• [Stated exercise]:
Take the line that contains "Target: stone-paved street" as the first line and the final line of the records as the last; return exactly those lines and the lines between.

• [Given entries]:
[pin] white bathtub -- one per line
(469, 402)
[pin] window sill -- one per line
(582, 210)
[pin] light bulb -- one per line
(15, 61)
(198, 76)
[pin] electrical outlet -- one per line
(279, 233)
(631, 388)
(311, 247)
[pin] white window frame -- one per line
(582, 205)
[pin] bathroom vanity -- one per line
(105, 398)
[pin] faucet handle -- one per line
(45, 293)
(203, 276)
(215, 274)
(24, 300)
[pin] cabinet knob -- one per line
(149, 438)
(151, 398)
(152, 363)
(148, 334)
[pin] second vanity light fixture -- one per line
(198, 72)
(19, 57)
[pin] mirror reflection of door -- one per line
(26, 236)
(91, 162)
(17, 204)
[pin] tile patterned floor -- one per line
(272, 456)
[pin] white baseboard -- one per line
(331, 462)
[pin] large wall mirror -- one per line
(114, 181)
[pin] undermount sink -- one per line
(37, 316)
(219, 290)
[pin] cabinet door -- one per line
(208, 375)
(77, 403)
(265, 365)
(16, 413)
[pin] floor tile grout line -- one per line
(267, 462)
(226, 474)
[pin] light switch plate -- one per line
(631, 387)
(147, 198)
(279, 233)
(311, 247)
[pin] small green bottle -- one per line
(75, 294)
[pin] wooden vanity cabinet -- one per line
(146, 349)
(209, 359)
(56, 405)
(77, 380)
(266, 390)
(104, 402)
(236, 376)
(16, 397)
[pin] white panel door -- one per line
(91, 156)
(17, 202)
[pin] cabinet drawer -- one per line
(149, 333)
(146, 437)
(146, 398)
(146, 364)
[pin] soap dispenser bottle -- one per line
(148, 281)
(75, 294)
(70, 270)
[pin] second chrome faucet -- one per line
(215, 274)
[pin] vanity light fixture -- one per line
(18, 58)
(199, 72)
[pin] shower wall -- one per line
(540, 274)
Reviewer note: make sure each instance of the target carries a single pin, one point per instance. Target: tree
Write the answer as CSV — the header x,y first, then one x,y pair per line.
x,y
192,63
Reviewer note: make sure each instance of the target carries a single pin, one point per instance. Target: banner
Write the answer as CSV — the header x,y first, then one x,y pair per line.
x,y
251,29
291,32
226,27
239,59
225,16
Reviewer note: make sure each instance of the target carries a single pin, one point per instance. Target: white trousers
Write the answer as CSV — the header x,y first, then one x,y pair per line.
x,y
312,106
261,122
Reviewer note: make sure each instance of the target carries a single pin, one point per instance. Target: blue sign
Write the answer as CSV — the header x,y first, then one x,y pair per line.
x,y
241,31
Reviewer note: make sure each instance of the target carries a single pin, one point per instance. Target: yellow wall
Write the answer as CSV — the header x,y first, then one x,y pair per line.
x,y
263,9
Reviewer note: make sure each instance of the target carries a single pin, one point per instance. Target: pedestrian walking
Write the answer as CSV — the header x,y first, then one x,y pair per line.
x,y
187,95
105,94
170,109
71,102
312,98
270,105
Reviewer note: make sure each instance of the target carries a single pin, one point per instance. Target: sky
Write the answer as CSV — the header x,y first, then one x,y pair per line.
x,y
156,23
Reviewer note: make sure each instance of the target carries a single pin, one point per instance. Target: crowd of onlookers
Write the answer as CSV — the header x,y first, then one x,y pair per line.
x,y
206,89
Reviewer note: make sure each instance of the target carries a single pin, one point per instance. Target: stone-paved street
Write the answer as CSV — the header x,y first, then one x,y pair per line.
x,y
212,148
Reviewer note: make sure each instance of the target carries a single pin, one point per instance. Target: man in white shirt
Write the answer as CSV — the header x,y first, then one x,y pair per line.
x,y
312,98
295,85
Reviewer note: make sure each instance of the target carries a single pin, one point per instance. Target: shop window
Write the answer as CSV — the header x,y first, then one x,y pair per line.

• [Worked answer]:
Reviewer note: make sure each instance of the target carries a single pin, one point per instance. Target: stone-paved street
Write the answer as CSV — the header x,y first, then one x,y pair per line.
x,y
212,148
Reviewer note: make sure each instance of the target carries a single pin, one point per instance. Target: man in white shirt
Write the answer as CSV — the header x,y first, then one x,y pair per line.
x,y
312,98
295,85
Reviewer note: make sure each instance of the target carries a single pin, one point per instance. Target: shop window
Write the answer as CSV — the header x,y first, then one x,y pair per line.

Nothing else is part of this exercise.